» **SUPPLIED PASSAGE**

....

A Crack in Creation is Jennifer Doudna and Samuel Sternberg's account of how CRISPR-Cas9 works, what it can do, and why its possibilities should give everyone pause. Doudna is one of the scientists who developed the technology into a practical gene-editing tool; the book is part science explanation, part memoir, and part ethical reckoning from someone who helped create something whose implications she found troubling enough to call for a public moratorium.

The first half is a lucid account of CRISPR's molecular mechanism. CRISPR stands for clustered regularly interspaced short palindromic repeats — sequences in bacterial DNA that store fragments of viral DNA as a kind of immunological memory. The Cas9 protein acts as molecular scissors, guided by a short RNA molecule to cut a specific location in the genome. Doudna and Charpentier adapted this system into a tool for editing the genomes of plants, animals, and human cells with a precision and speed no previous technique matched. The result transformed a laborious, expensive process into something any well-equipped graduate student could learn.

....

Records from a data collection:
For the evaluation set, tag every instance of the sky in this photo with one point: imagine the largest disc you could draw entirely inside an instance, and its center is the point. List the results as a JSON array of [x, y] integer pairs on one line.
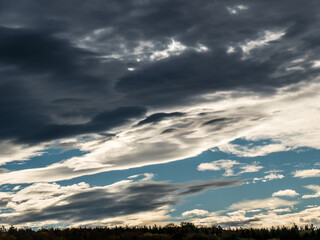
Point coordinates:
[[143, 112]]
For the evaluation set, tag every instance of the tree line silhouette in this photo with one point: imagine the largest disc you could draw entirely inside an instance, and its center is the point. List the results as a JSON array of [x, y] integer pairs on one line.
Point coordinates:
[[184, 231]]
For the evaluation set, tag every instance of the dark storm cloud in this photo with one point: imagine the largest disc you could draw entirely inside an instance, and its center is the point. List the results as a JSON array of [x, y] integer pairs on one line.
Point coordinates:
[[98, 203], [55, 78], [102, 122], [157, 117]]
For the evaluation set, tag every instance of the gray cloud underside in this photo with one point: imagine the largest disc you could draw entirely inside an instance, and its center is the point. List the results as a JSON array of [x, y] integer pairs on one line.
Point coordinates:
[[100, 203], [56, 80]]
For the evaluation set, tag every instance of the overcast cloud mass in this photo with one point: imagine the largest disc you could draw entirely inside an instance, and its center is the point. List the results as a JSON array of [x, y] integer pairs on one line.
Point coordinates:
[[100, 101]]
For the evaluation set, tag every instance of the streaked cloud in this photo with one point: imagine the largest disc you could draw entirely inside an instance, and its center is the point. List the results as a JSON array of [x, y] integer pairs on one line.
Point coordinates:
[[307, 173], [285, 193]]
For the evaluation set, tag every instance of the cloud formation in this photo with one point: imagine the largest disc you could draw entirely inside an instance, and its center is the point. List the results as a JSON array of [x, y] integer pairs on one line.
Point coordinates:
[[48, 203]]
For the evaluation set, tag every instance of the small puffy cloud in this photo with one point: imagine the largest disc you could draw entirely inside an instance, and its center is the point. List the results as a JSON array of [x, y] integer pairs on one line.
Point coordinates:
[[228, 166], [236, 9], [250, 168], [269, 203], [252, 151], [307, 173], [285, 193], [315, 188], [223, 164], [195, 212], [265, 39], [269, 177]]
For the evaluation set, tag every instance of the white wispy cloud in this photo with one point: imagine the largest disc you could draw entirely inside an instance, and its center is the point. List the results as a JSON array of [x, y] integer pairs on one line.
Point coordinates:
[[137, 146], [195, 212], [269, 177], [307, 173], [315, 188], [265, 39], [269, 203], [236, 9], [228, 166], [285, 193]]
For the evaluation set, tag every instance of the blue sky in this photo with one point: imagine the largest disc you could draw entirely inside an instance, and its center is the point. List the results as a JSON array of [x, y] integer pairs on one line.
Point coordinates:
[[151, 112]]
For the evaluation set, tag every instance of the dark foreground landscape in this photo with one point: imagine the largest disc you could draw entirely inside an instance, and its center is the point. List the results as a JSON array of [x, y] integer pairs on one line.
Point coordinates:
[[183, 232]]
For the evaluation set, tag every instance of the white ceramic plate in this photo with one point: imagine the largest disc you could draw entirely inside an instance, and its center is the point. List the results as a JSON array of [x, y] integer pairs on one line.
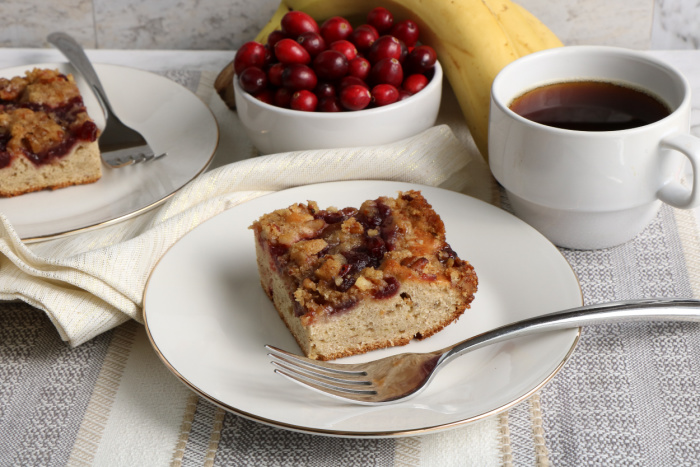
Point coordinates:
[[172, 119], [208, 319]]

....

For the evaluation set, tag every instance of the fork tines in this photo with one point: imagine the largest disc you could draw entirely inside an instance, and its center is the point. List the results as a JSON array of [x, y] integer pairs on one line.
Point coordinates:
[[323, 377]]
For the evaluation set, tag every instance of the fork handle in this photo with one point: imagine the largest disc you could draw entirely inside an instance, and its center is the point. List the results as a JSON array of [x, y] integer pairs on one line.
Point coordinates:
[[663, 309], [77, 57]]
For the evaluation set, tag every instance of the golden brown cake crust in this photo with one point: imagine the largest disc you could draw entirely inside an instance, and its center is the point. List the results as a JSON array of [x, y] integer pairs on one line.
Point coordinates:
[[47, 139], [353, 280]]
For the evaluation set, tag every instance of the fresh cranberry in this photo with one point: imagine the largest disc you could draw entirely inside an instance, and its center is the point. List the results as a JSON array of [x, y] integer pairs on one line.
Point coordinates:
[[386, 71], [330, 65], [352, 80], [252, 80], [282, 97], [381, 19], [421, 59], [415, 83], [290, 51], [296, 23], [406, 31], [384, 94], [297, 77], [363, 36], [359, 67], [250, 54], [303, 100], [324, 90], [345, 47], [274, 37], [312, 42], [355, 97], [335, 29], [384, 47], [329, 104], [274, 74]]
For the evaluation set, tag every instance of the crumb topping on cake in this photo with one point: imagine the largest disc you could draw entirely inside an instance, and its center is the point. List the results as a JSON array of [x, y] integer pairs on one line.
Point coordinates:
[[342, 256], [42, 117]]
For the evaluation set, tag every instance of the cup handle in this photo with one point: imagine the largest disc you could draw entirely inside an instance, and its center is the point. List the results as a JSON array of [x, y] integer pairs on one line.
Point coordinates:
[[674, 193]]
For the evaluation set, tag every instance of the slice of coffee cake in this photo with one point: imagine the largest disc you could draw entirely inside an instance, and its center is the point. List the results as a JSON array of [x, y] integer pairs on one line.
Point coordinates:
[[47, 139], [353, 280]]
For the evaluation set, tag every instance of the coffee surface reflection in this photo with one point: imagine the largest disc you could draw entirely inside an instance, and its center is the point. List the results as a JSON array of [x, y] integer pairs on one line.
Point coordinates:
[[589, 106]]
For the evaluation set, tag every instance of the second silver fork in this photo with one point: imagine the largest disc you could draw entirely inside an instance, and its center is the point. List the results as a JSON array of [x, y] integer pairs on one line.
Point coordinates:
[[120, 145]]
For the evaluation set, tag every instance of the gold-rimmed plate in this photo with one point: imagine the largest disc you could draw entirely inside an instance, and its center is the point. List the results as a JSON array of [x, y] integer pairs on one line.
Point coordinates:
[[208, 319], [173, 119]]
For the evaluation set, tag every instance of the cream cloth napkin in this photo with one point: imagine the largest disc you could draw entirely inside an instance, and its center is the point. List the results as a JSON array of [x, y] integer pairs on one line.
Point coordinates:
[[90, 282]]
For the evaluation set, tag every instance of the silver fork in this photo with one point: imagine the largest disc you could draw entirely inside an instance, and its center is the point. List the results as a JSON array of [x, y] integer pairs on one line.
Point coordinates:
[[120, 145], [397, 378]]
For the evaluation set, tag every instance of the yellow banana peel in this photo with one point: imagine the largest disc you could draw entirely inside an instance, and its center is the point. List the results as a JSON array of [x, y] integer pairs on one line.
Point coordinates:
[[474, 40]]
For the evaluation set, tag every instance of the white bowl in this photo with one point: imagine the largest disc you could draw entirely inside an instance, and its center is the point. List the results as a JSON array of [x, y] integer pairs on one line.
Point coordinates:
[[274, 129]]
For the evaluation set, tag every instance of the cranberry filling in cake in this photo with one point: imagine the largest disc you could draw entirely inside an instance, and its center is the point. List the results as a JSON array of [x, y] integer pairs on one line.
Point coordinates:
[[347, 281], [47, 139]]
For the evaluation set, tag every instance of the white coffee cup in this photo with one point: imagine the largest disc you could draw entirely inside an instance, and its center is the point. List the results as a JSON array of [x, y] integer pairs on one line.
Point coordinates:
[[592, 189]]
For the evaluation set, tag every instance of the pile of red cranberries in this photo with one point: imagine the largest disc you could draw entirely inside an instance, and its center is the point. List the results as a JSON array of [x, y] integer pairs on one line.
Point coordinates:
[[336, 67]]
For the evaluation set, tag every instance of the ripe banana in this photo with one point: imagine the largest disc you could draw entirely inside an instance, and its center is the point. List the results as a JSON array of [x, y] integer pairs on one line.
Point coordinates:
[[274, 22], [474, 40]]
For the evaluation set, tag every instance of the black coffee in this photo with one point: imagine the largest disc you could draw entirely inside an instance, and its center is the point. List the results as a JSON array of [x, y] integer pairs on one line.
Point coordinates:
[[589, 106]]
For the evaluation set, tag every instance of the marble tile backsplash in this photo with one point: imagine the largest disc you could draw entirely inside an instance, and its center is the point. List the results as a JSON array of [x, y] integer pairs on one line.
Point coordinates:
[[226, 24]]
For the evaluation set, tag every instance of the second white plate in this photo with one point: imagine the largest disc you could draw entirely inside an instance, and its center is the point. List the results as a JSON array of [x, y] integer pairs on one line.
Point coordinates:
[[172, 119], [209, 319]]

....

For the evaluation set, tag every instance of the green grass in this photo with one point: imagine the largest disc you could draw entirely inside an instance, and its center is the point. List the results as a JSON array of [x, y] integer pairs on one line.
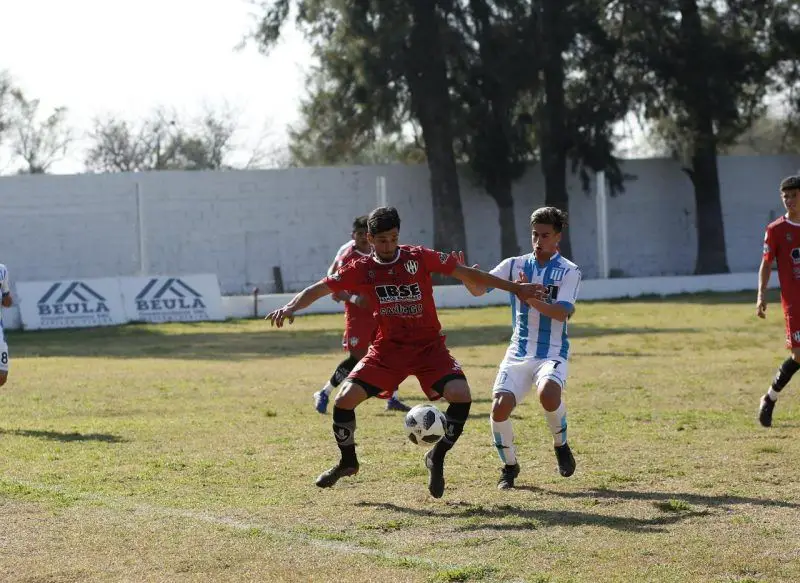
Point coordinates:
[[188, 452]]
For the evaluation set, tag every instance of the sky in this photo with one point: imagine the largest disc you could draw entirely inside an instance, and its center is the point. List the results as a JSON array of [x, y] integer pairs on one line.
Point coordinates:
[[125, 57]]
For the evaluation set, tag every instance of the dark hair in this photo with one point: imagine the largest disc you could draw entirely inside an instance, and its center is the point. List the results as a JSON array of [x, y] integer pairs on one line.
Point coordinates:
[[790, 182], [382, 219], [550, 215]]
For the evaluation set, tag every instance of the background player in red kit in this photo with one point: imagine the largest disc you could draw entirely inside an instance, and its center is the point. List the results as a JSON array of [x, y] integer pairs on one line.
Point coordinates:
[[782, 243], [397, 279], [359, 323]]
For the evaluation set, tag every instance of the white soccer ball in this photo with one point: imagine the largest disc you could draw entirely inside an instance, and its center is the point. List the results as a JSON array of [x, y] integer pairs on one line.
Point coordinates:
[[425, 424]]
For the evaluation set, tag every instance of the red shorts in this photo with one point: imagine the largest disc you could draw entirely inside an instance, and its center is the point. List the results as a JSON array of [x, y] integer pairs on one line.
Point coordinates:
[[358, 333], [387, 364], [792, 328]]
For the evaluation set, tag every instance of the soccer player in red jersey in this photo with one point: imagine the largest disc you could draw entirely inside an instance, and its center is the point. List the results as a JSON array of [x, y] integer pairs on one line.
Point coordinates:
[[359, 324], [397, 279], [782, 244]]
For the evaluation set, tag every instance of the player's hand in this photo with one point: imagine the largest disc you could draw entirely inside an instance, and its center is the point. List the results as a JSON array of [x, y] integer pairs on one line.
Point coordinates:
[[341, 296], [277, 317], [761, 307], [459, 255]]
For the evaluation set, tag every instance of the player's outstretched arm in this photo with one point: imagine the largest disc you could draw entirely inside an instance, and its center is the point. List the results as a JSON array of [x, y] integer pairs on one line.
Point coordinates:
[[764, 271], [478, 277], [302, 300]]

....

According to the passage about the book A Crack in Creation, what does CRISPR stand for?

Clustered regularly interspaced short palindromic repeats.